課題:
ピロリ菌と胃がんについての本文のうち、「日本人の胃がん罹患数は部位別で2位と高くなっている。」から「ウレアーゼという酵素を作る力があり、尿素を分解してアンモニアを生成する。」までを両端も含めて一字一句変えずに出力すること。

本文:
- - - -
日本人の胃がん罹患数は部位別で2位と高くなっている。
胃がんの原因の1つとしてピロリ菌が取り上げられることが多い。
この記事では、ピロリ菌感染と胃がんとの関係性、対処方法を紹介します。
ピロリ菌は胃がんの最大原因となりうる
胃がんはピロリ菌の慢性感染(=慢性胃炎)によって発症すると考えられている。
ピロリ菌とは?
ピロリ菌は胃粘膜にすみつく細菌です。
胃粘膜は胃酸(酸性)で覆われているため、通常の菌は生息できない。
ウレアーゼという酵素を作る力があり、尿素を分解してアンモニアを生成する。
アンモニア(アルカリ性)で酸性を弱め、胃の中に存在している。
ピロリ菌の脅威とは
ピロリ菌が胃に常在していたとしても、何らかの疾患を発症するのは保菌者の約3割程度。
ピロリ菌はゆっくりと胃に炎症を起こし慢性胃炎になる。
感染が長い時間をかけて持続すると自覚症状のないまま胃全体に炎症が広がります。
胃粘膜の胃液や胃酸などを分泌する組織が減少する。
胃の粘膜がうすくやせて萎縮が進行すると胃がんを引き起こしやすい状態になる。
ピロリ菌と胃がんの関係
ピロリ菌感染有無による胃がん発症率について説明する。
ピロリ菌を持つ全員に胃がんが発生するわけではない。
ピロリ菌の感染者は胃がんのリスクが約5倍に高まることが分かっている。
ピロリ菌に感染していると胃がんのリスクが高くなるのです。
胃がん予防のためのピロリ菌検査
ピロリ菌の検査は、大きくわけて内視鏡を使う方法と使わない方法があります。
胃がんを予防するためには、発症に深く関わるピロリ菌の検査がおすすめです。大きくわけて内視鏡を使う方法と使わない方法があります。
ピロリ菌の検査方法
尿素呼気試験
検査試薬を飲み、呼気を集めて炭酸ガスを測定し、ウレアーゼ活性を測定し菌の有無を診断する。
抗体測定
血液中や尿中などに存在するピロリ菌の抗体を測定する。
便中抗原測定
糞便中のピロリ菌の抗原の有無を調べる・
内視鏡検査
内視鏡で胃粘膜を観察し、発赤や白色粘液の付着、ひだの肥厚という所見があるか調べる。
培養法
内視鏡で胃粘膜を採取し、それをピロリ菌の発育環境下で培養し、菌の有無を診断する。
ウレアーゼ試験
内視鏡で胃粘膜を採取し、ピロリ菌のもつウレアーゼ活性を測定し、菌の有無を診断する。
組織鏡検法
内視鏡で胃粘膜を採取し、組織標本に特殊な染色をして顕微鏡でピロリ菌の有無を診断する
ピロリ菌の除菌
ピロリ菌に感染していることが分かった場合は、除菌することが推奨されている。
慢性胃炎の対象者に除菌治療をすると、萎縮が進行しないことが明らかになっている。
除菌することで胃がんの発生率を1/3に抑制できたこともわかっている。
ピロリ菌の除菌は胃がんリスク軽減に効果がある。
除菌方法には、胃酸を抑える薬と2種類の抗菌薬を用いる除菌療法がある。
この方法の除菌率は約80%~90%といわれている。
副作用も報告されているので、不安な点があれば医師に相談する。
まとめ
ピロリ菌チェックで胃がんリスクを確認しよう
ピロリ菌は幼少期の衛生環境(特に上下水道環境)と密接に関連していると言われていますが、
衛生面で生活環境が豊かになりピロリ菌の感染率は低下しています。
長期的に見ると日本から胃がんの発症は減ると予想されます。
気付かないうちにピロリ菌に感染していて、胃がんを発症する恐れがある人が現在も多数いることが問題です。
ピロリ菌感染を検査して胃がん予防へとつなげていこう。
- - - -
提供資料:
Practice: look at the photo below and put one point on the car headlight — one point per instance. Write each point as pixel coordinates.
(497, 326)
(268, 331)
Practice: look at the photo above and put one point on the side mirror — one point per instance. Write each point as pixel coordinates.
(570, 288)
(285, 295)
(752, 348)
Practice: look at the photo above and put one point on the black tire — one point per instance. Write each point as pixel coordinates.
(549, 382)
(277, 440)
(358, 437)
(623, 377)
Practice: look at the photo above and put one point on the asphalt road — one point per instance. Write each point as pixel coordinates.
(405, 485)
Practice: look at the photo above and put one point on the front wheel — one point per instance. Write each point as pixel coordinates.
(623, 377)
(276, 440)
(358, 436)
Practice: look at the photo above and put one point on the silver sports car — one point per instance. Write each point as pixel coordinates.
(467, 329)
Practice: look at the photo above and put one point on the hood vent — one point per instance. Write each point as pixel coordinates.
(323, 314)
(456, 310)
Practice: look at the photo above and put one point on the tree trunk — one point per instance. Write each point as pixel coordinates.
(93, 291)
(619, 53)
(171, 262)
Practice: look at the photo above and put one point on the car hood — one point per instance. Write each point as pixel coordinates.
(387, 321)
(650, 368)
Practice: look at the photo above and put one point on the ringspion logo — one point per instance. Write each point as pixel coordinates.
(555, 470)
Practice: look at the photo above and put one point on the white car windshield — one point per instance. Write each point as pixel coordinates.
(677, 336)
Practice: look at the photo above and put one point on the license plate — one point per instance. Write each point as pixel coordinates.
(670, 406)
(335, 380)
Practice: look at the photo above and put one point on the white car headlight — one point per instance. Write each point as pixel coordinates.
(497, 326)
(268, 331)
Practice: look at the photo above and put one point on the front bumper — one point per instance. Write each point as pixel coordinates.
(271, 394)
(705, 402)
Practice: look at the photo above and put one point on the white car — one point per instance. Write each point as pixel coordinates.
- - - -
解答:
日本人の胃がん罹患数は部位別で2位と高くなっている。
胃がんの原因の1つとしてピロリ菌が取り上げられることが多い。
この記事では、ピロリ菌感染と胃がんとの関係性、対処方法を紹介します。
ピロリ菌は胃がんの最大原因となりうる
胃がんはピロリ菌の慢性感染(=慢性胃炎)によって発症すると考えられている。
ピロリ菌とは?
ピロリ菌は胃粘膜にすみつく細菌です。
胃粘膜は胃酸(酸性)で覆われているため、通常の菌は生息できない。
ウレアーゼという酵素を作る力があり、尿素を分解してアンモニアを生成する。